-------- EXERCISE DATA

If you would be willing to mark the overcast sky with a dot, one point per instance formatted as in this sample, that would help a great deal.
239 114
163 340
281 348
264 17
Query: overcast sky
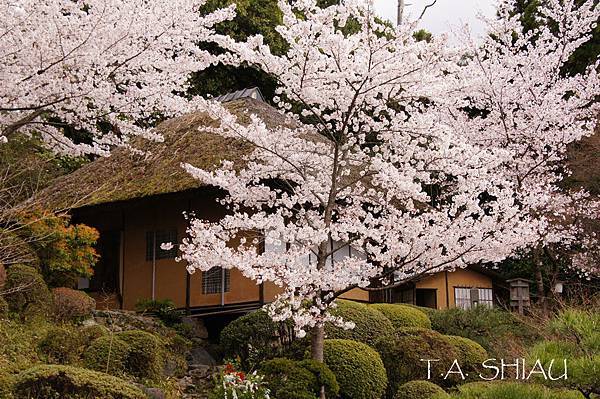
443 15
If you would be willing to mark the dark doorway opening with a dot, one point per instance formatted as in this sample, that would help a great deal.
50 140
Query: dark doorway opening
426 297
106 273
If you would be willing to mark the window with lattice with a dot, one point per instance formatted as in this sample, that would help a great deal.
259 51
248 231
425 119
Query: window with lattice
216 280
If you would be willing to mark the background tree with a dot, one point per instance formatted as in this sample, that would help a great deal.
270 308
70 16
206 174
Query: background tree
552 262
383 170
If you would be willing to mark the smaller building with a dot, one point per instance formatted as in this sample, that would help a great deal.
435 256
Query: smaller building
463 288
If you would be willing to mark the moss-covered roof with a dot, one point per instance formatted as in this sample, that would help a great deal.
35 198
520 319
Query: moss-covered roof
124 175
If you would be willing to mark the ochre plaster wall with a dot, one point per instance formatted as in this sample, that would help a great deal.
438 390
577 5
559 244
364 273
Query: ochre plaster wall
458 278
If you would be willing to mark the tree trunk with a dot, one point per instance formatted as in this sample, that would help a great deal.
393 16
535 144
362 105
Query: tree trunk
316 349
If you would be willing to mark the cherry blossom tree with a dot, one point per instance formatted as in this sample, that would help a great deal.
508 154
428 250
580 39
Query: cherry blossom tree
108 67
399 157
514 80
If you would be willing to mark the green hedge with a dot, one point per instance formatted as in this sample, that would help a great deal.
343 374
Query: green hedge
498 331
61 345
6 385
55 381
31 295
108 354
146 354
403 315
290 379
370 323
420 389
92 332
357 367
251 338
403 352
472 355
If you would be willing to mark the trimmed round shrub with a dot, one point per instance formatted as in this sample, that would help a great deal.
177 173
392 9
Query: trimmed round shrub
72 305
29 294
3 308
290 379
403 315
357 367
420 389
61 345
93 331
402 355
370 323
6 385
55 381
500 332
145 359
108 354
512 390
251 338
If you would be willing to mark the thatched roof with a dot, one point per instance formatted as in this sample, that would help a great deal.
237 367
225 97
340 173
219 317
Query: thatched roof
123 175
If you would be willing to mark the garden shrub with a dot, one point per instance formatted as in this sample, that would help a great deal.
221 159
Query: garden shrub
72 305
19 344
402 354
145 359
6 385
583 368
56 381
2 275
290 379
251 338
471 354
357 367
30 295
61 345
575 337
403 315
93 331
500 332
420 389
370 323
179 345
108 354
511 390
579 325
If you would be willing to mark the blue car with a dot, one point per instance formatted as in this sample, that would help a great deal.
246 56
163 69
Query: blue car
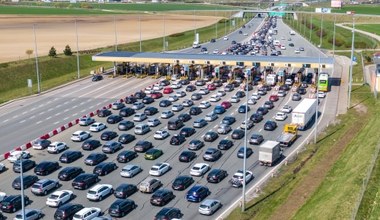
197 193
219 109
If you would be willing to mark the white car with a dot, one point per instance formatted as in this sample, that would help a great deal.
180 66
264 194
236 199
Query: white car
204 104
280 116
98 126
130 170
161 134
167 114
286 109
199 169
215 98
87 213
159 169
177 107
99 191
59 198
153 122
80 135
139 117
15 155
173 98
57 147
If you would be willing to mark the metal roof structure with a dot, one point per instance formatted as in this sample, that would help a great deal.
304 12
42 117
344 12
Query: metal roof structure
215 59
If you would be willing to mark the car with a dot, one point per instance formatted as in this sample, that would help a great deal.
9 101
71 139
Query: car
212 154
153 154
138 105
95 158
177 107
69 173
199 169
97 126
91 144
197 193
210 136
165 103
26 165
42 187
46 167
168 213
125 125
159 169
104 113
237 134
40 144
238 178
70 156
270 125
108 135
130 170
28 180
125 190
138 117
209 206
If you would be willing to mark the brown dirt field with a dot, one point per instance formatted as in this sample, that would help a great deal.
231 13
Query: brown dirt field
93 31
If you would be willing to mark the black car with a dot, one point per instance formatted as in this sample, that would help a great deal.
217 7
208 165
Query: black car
270 125
95 158
126 111
108 135
225 144
126 138
162 197
70 156
148 100
121 207
240 153
168 213
195 110
125 190
91 144
165 103
104 168
177 139
187 156
113 119
13 203
187 131
210 136
85 180
216 175
104 113
67 211
184 117
69 173
28 180
237 134
256 117
26 165
46 167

----------------

> [WORK INSTRUCTIONS] Go back to the records above and write them out exactly, without the pictures.

> [EXPECTED OUTPUT]
If you would be willing to mark the overcast sky with a dot, one point per instance formatted as in this sample, that would help a great deal.
239 114
163 340
281 348
264 17
Query: overcast sky
443 15
If you would be willing to mark the dark doorway opening with a dot, one point per instance formatted as in this sample, that would help a great deal.
50 140
Query: dark doorway opening
426 297
106 273
If you would be willing to mark the window with lattice with a dot, one point per instance formatted as in this sample, that would help a great deal.
259 51
248 231
425 119
Query: window with lattice
216 280
If you would be willing to mark the background tree with a dot, one point per instance formatted as in this sample, that would help a great deal.
270 308
70 16
206 174
Query: background tree
552 262
383 170
If you would be willing to mark the smaller building with a dot, one point per instance formatted as in this sample, that would help a great deal.
435 256
Query: smaller building
463 288
If you would be willing to mark the moss-covered roof with a dot, one point per instance formatted as in this sample, that would help a great deal.
35 198
520 319
Query: moss-covered roof
124 175
If you would be willing to mark the ochre plaster wall with a dot, one point per instance formatted as in this sample, that would help a great deal.
438 390
577 5
559 244
364 273
Query: ochre plaster wall
458 278
If you would be willing to mark the tree trunk with a dot, one point per instance formatted as in this sample, that would help a great deal.
393 16
535 144
362 105
Query: tree trunk
316 349
If you would be willing to mark the cherry blossom tree with a dot, one point per instance formatted as in this sample, that would help a great deal.
508 154
428 250
580 39
Query: cherry blossom tree
108 67
399 157
514 80
If you would be willing to mark the green hedge with a dot, one point per instance formatted as in this sample, that would help a great deal.
343 374
Query: green hedge
498 331
61 345
6 385
55 381
31 295
108 354
146 354
403 315
290 379
370 323
420 389
92 332
357 367
251 338
403 352
472 355
If you would be willing to mark the trimmed round shrub with a dot, one point per instance formatted as in this sample, that would help a great deal.
177 173
392 9
Query: trimmed round shrub
72 305
29 294
3 308
290 379
403 315
357 367
420 389
61 345
93 331
402 355
370 323
6 385
55 381
500 332
145 359
108 354
512 390
251 338
If you would be willing to mark the thatched roof with a dot, one point per instance formatted as in this sample, that would help a great deal.
237 367
225 97
340 173
219 317
Query: thatched roof
123 175
If you would be willing to mark the garden shrub with a dot, one point per instance formatted as in this sample, that would help a great deal.
221 159
Query: garden shrub
72 305
19 344
402 354
145 359
6 385
583 368
56 381
2 275
290 379
251 338
471 354
357 367
30 295
61 345
575 337
403 315
93 331
500 332
420 389
370 323
179 345
108 354
511 390
579 325
If you would be willing to mark the blue car with a dot, one point per instance formatted as in this sample, that would help a great deal.
246 56
163 69
Query: blue car
197 193
219 109
If you would be willing to mark the white car with a dot, one point per instance formatted as in this sample, that would help a great deal.
180 66
264 194
236 199
Query: white car
204 104
280 116
98 126
130 170
161 134
167 114
286 109
199 169
215 98
87 213
159 169
177 107
99 191
59 198
153 122
80 135
139 117
15 155
173 98
57 147
If you would be willing to mark the metal roof structure with a dot, one point per instance formatted as in this sample, that would help a great deal.
304 12
42 117
344 12
Query: metal roof structure
215 59
If you would be willing to mark the car with a dot, one point per instance formatted as in this sample, that would help a great deal.
9 101
71 139
Query: car
212 154
153 154
138 105
95 158
177 107
69 173
199 169
97 126
91 144
197 193
210 136
165 103
26 165
42 187
46 167
168 213
125 125
159 169
104 113
237 134
40 144
238 178
70 156
270 125
108 135
130 170
28 180
125 190
138 117
209 206
If you would be willing to mark the brown dirt field with a dot, one point per instance formatted as in this sample, that would help a great deal.
231 13
Query: brown dirt field
93 31
If you would be willing to mark the black car with a dot, one point per instance formatted as in this sample, that would help a great deal.
217 7
208 165
Query: black car
270 125
95 158
126 111
108 135
225 144
126 138
162 197
70 156
148 100
121 207
240 153
168 213
195 110
125 190
91 144
165 103
104 168
177 139
187 156
113 119
13 203
187 131
210 136
85 180
216 175
104 113
67 211
184 117
69 173
28 180
237 134
256 117
26 165
46 167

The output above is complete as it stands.